## WORK TO DO
a - Using the essay on minimalism, explain why the writer's story has no "Aha!" moment.
b - In the essay on minimalism, what did the writer watch in 2015 that led them to start cutting down on disposable plastic packaging?
c - Continue the essay on minimalism and zero waste from its last sentence.

## TEXT EXCERPT
================

The minimalist community is full of inspiring stories about transitions to simple living. My own narrative lacks the “Aha!” moment most minimalists experience because voluntary simplicity wasn’t a lifestyle change for me.
For as long as I can remember, I’ve avoided the physical clutter that distracts and overwhelms me. As a child, I instinctively kept my bedroom decorations sparse and was quick to trade or donate books, toys, and clothes as soon as I outgrew them. I didn’t enjoy cleaning my room and thought I outsmarted the system by having less to clean and organize. Even for single-digit birthdays, my wish lists included mostly consumables like perfumes and chocolates, plus experience-based presents such as a pet fish, trips to amusement parks, and tickets to ballet performances.
As an early adopter of minimalism, I didn’t make many adjustments in adulthood. In fact, I still think I’ve outsmarted the system by having less to clean and organize! My husband is a natural minimalist too, and one of the select few who find my Normcore wardrobe endearing. We’re in complete agreement about our financial strategy: limiting material purchases to basic necessities, saving for the future, and spending the remainder on the intangibles we value most. Minimalism adds many practical benefits to my life; owning few possessions saves me time, money, and energy.
I hadn’t anticipated any lifestyle adjustments until I watched Lauren Singer’s TED Talk in 2015. Her explanation of the zero waste movement motivated me to find alternatives for the foods and toiletries I was purchasing in disposable plastic packaging. Since beginning my zero waste journey I’ve noticed many similarities between minimalism and zero waste. I’ve discovered that their benefits multiply when combined in a method known as eco-minimalism.

================

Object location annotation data
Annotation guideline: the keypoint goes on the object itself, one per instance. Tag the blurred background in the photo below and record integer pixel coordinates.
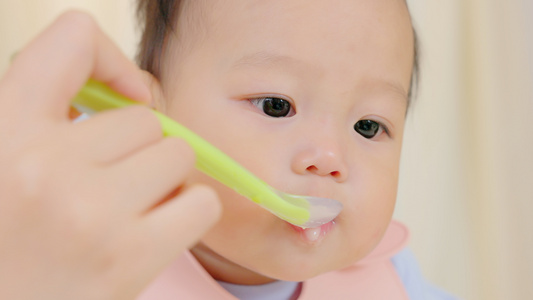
(467, 169)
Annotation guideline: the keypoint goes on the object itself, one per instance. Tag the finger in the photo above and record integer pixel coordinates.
(47, 74)
(114, 134)
(177, 225)
(147, 176)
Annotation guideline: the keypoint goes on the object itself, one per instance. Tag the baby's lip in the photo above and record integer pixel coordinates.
(314, 236)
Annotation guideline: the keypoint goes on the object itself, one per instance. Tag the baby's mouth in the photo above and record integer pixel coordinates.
(314, 235)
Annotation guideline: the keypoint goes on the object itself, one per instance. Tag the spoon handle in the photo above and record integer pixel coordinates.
(96, 96)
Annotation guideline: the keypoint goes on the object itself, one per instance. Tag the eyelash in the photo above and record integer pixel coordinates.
(260, 104)
(275, 102)
(381, 129)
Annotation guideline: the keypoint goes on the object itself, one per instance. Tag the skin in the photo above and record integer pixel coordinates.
(336, 62)
(75, 221)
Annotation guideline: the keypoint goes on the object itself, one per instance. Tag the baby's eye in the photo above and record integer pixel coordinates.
(368, 128)
(273, 106)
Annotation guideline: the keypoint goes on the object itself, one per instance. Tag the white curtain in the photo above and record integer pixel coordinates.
(467, 181)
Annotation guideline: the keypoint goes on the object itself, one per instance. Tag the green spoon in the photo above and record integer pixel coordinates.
(303, 211)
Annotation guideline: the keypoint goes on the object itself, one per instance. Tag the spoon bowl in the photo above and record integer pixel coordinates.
(303, 211)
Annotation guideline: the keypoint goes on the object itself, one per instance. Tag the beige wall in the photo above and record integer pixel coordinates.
(467, 180)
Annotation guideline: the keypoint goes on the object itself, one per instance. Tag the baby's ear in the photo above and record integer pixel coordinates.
(157, 102)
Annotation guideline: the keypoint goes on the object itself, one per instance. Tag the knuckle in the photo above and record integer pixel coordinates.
(181, 150)
(30, 174)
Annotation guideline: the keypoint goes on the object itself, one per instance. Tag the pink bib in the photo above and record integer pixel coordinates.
(373, 277)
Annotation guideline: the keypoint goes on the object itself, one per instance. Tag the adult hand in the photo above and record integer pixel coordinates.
(85, 211)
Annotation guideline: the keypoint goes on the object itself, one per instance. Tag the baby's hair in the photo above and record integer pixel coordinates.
(158, 18)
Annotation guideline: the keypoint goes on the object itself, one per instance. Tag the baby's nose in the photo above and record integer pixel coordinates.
(323, 157)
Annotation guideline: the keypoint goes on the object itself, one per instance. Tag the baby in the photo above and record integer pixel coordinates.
(311, 96)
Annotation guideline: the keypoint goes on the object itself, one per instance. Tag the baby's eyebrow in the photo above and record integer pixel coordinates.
(270, 59)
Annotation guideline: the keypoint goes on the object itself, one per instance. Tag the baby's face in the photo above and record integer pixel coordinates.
(310, 95)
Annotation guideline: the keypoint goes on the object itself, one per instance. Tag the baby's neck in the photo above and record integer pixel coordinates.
(224, 270)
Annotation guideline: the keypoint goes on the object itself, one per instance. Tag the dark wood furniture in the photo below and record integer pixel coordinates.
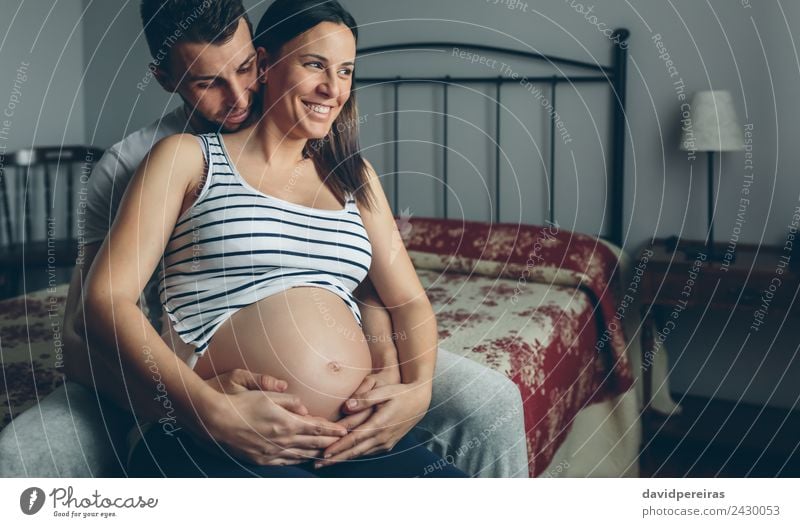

================

## OUTPUTS FOR THE TASKS
a - The writer's story lacks an "Aha!" moment because voluntary simplicity was never a lifestyle change for them. Since childhood they had avoided physical clutter, so there was no single turning point.

b - Lauren Singer's TED Talk.

c -
Although eco-minimalism was originally termed by the late British architect Howard Liddell as a building concept, the label also applies to the practice of preserving the environment by limiting consumption of natural resources. While minimalism enriches my own life, eco-minimalism empowers me to protect the earth for the well-being of all its residents.
Here are 4 lessons I’ve learned on my eco-minimalist journey:
1. Respect the unique paths of family and friends.
After watching Lauren’s TED Talk I was excited to fill my husband in about my plans to stop buying single-use disposables. He responded supportively and said he might try a few zero waste swaps with me but wasn’t looking to remodel his life. I assured him his participation was optional and promised not to pressure him into any changes.
Over time, he’s joined me in using cloth napkins and eating bulk bin rice but isn’t interested in trying my bar shampoo or powdered toothpaste, and that’s completely fine with me! I have an elevator pitch ready for anyone who asks why I chose eco-minimalism but avoid pestering those around me to make identical choices.
2. Develop a plan to avoid two surprising risks of eco-minimalism: comparison and targeted marketing.
The eco-minimalist community is a valuable resource for support but human nature can twist shared experiences into avenues of comparison and competition. I used to spend hours on Pinterest looking at beautifully curated capsule wardrobes and kitchen cupboards which made my own wardrobe and cupboards seem inadequate. Reducing my social media use has improved my self-esteem by helping me focus on my own journey and the immaterial, rather than aesthetic, benefits of eco-minimalism.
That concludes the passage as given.